Please reproduce the records below word for word, leaving out the pictures.

■ ■ ■ ■ ■ ■ ■

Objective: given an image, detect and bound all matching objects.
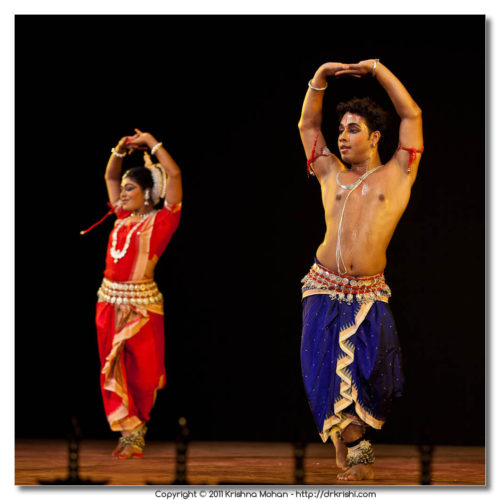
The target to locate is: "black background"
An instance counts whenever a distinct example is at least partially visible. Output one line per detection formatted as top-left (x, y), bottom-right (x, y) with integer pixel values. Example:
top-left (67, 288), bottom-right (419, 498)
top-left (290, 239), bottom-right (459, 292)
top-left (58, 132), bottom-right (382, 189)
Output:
top-left (15, 15), bottom-right (485, 445)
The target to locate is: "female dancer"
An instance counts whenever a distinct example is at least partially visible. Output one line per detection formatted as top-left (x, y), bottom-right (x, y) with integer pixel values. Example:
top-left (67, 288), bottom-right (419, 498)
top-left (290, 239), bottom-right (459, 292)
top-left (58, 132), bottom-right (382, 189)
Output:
top-left (96, 129), bottom-right (182, 459)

■ ■ ■ ■ ■ ■ ■

_Final result_:
Objective: given an image, detect and bound all matching objects.
The target to locate is: "black background"
An instance counts whenever a distinct example is at least partially visible. Output one line per detection formatted as top-left (x, y), bottom-right (x, y) with integer pixel values. Example:
top-left (67, 288), bottom-right (419, 498)
top-left (290, 239), bottom-right (459, 292)
top-left (58, 132), bottom-right (382, 189)
Output:
top-left (15, 15), bottom-right (485, 445)
The target to locate is: "female dancer"
An instance counts whenever a distinct example is at least partially visible. Output one line per detection formatted as top-left (x, y), bottom-right (x, y) with integer pixel values. Example:
top-left (67, 288), bottom-right (419, 498)
top-left (290, 239), bottom-right (459, 292)
top-left (58, 132), bottom-right (382, 189)
Output:
top-left (96, 129), bottom-right (182, 459)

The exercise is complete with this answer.